## SUPPLIED TEXT
-- BEGIN --

Princeton finally has a good restaurant! The biggest compliment I can pay Elements is that while we were there, we forgot we were in Princeton. It felt like New York or Philadelphia in every aspect -- decor, service, and most importantly, the food. And when we finished our 3 hour tasting menu at midnight, we only had to a travel a couple miles up the road!
We partook of the $75 Winter Tasting Menu. The guys got the wine pairings with it. We started out with an amuse of kobe lardo (made from the leftover bits from making other dishes - can't waste good kobe!) And tiny bites of the citrus salad, and scallop crudo. The scallop made me want to go back and order the whole appetizer - I've recently realized that I really prefer scallop raw over cooked.
The first course was a Kindai tuna tartare. Kindai is a new farm-raised bluefin tuna shipped over from Japan, which is supposed to have lower mercury levels and of course be more eco-friendly than eating caught tuna. I'm happy to eat sustainable tuna and do my part in the over-fishing problem.
We also got the pork belly appetizer for the table. God, I love pork belly -- nothing quite comes close to the goodness of pork. And the accoutrements for this dish - Bartlett pear, radish, and whatever was in that sauce - were excellent.
Next course were scallops. I'm forgetting exactly how they were served - with some vegetable puree, wild mushrooms and a foam. Different from the diver scallop dish on the regular menu.
Next course was squab (from the local Griggstown Farm). This was my favorite dish on the tasting. The broth was delicious, the squab was a perfect medium rare. And the last meat dish, was filet mignon with potato puree, maitake mushrooms, and Swiss chard -- also excellent.

-- END --

## DATA FOR THE TASK
-- BEGIN --

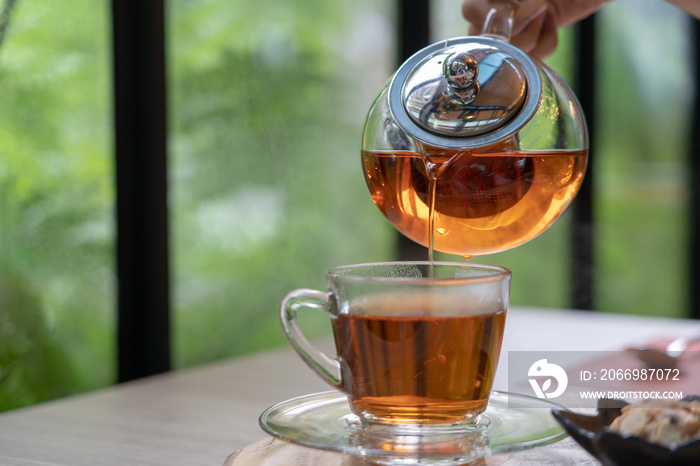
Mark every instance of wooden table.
[0,308,700,466]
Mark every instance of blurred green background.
[0,0,692,410]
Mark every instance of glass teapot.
[362,0,588,257]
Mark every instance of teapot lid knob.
[389,36,542,148]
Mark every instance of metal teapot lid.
[389,34,542,149]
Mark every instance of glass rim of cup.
[326,261,512,284]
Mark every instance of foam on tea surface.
[333,290,505,424]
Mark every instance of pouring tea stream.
[362,1,588,260]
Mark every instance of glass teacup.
[280,262,511,428]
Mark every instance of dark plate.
[552,395,700,466]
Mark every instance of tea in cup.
[280,262,511,426]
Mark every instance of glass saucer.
[260,391,568,466]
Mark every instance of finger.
[530,13,559,59]
[462,0,490,34]
[510,11,547,53]
[513,0,549,36]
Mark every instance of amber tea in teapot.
[361,28,588,259]
[362,148,587,256]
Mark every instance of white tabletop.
[0,308,700,466]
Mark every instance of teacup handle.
[280,288,348,393]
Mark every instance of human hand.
[462,0,610,58]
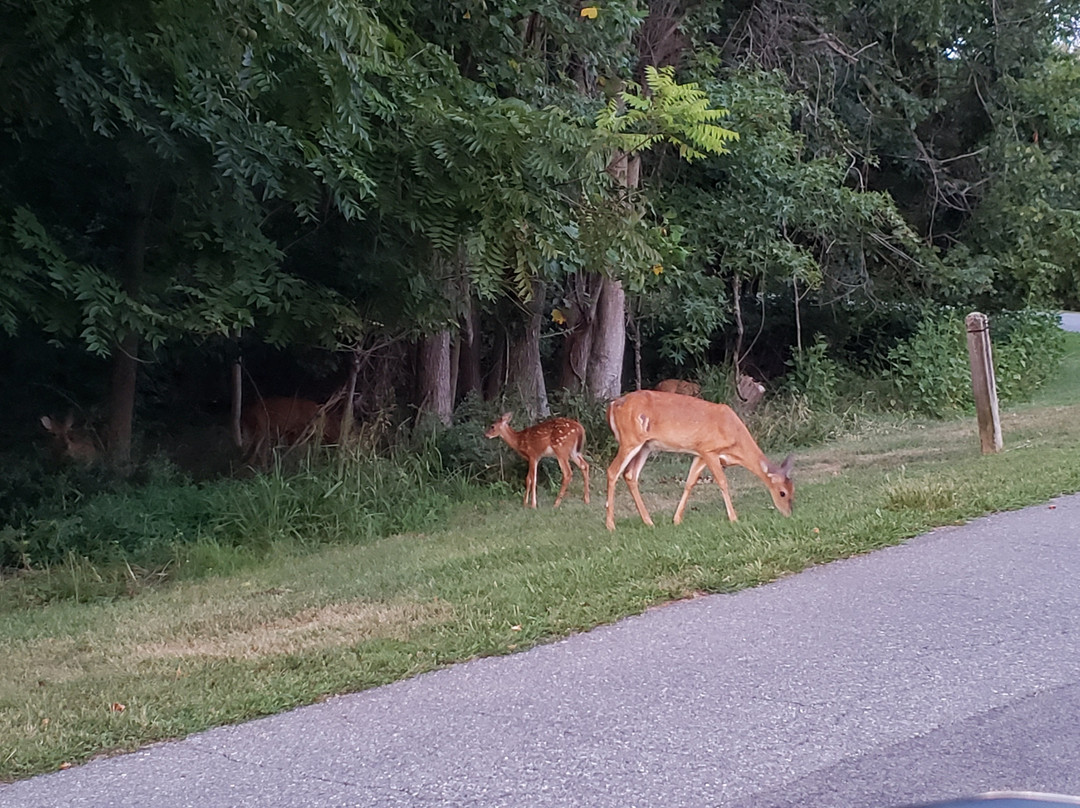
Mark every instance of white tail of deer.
[607,390,795,530]
[240,396,340,469]
[656,379,701,399]
[41,413,97,466]
[484,413,589,508]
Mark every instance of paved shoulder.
[6,495,1080,808]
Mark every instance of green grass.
[0,335,1080,780]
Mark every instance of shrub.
[887,309,1065,417]
[886,309,973,416]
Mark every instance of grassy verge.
[6,336,1080,780]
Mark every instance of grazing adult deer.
[41,413,97,466]
[240,396,340,469]
[656,379,701,399]
[484,413,589,508]
[607,390,795,530]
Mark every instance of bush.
[990,310,1065,402]
[887,309,1065,417]
[886,309,974,417]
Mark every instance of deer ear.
[780,455,795,477]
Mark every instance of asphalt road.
[0,495,1080,808]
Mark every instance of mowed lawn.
[0,335,1080,780]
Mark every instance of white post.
[964,311,1002,455]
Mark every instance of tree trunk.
[107,177,156,470]
[509,284,551,420]
[558,272,603,392]
[339,347,360,447]
[410,331,454,426]
[589,278,626,401]
[229,347,244,449]
[458,297,484,398]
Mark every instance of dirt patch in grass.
[134,601,454,659]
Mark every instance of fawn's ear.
[780,455,795,477]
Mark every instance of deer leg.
[623,446,652,527]
[523,460,537,508]
[673,456,705,525]
[703,455,739,522]
[555,455,573,508]
[605,446,651,530]
[570,452,589,504]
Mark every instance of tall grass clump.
[0,452,467,601]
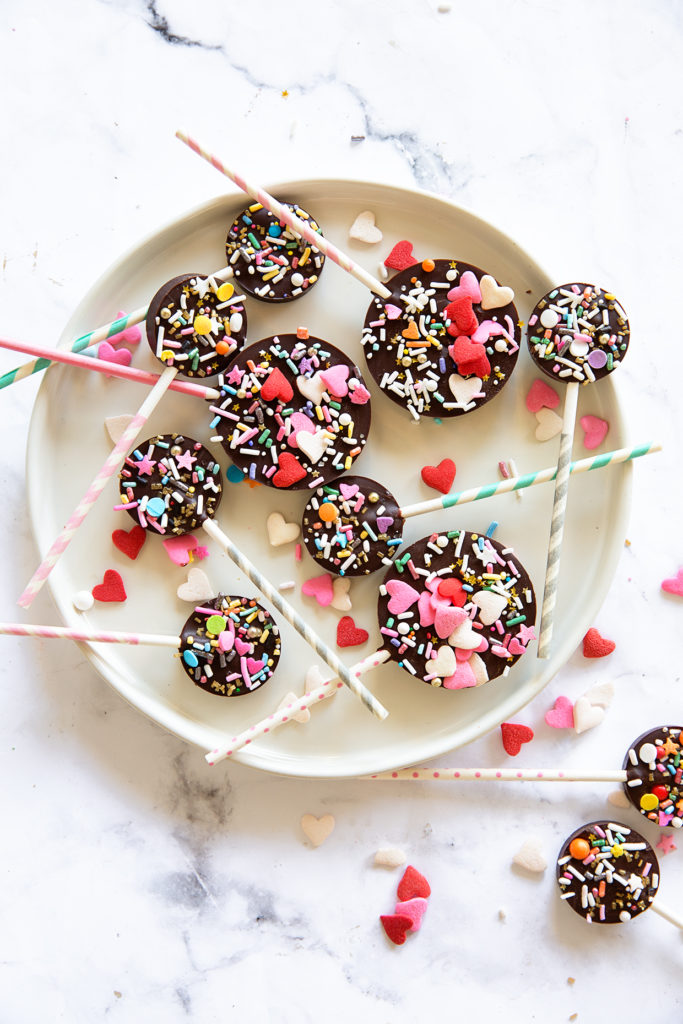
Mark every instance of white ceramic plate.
[28,180,631,777]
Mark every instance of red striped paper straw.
[175,131,391,299]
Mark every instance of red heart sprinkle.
[261,367,294,401]
[272,452,306,487]
[92,569,127,601]
[396,864,431,902]
[584,627,616,657]
[380,913,413,946]
[112,523,147,561]
[337,615,370,647]
[384,239,418,270]
[422,459,456,495]
[501,722,533,758]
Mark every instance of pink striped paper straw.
[0,338,220,398]
[0,623,181,647]
[205,650,389,767]
[175,131,391,299]
[17,367,178,608]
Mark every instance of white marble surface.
[0,0,683,1024]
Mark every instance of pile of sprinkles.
[145,273,247,377]
[556,821,659,925]
[210,329,371,489]
[180,594,281,697]
[115,434,222,537]
[527,283,630,384]
[361,259,520,420]
[624,725,683,828]
[378,529,536,689]
[302,476,403,575]
[225,203,325,302]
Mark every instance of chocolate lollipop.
[362,259,520,420]
[527,283,630,657]
[117,433,387,718]
[211,329,371,489]
[225,203,325,302]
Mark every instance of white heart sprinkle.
[573,696,605,735]
[479,273,515,309]
[265,512,301,548]
[301,814,335,846]
[536,407,562,441]
[512,839,548,872]
[176,568,216,604]
[104,416,133,444]
[348,210,383,246]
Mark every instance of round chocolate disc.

-- END --

## WORK TO COMPLETE
1) Tally the lines in the listing that contain the string "straw", with case counting. How many are there? Reply with the number alone.
2) Can you resume the restaurant review after its last sentence and keep it going?

## IN RESPONSE
1) 2

2)
Next, they brought out a cheese course, with three hard cheese all from local cheesemakers, starting left to right going from younger and milder to more aged and pungent. The accompaniments with each cheese complemented really well. For the last, most pungent cheese, it actually came with grape jelly and chocolate shavings!
The only disappointing item on the tasting menu was the dessert. It wasn't bad, it just wasn't quite up to the level of everything else, I thought.
Finally, they brought some miniature cookies and petitfours, and sent us home with a mini pound cake to have for breakfast the next day.
Again, all I can say is Hallelujah for finally having a place like this in Princeton!
Elements
163 Bayard Lane
Princeton, NJ
609.924.0078
Sunday, March 08, 2009
Saturday, March 07, 2009
Momofuku Ssam Bar
Petitesouer and I went to Momofuku Ssam Bar for lunch. We got there just before the rush. I like the Momofuku enterprises, but my main thing with them is they are way overpriced. So the $25 prix fixe three-course lunch special seemed like a good deal.
First course was a choice of either the kimchi apple salad, pickles, or roast pork buns. For two bargain-hunters such as us, there was no question -- it had to be pork buns. Petiteseour's stomach was not quite up for fatty pork, but I happily gobbled up her's as well as mine - the pork buns just taste like my childhood.
Since it was 2 of us sharing one prix-fixe lunch, we supplemented with the Satur farm's fried brussels sprouts with mint, scallions, and fish sauce vinaigrette. This was great - brussel sprouts were slightly charred and crispy, but nice and tender and the sauce had a great blend of flavors - and the crunch of the puffed rice was nice.
Second course was a choice of grilled branzino, braised beef brisket, or spicy rice cakes with pork sausage, chinese broccoli, and crispy shallots.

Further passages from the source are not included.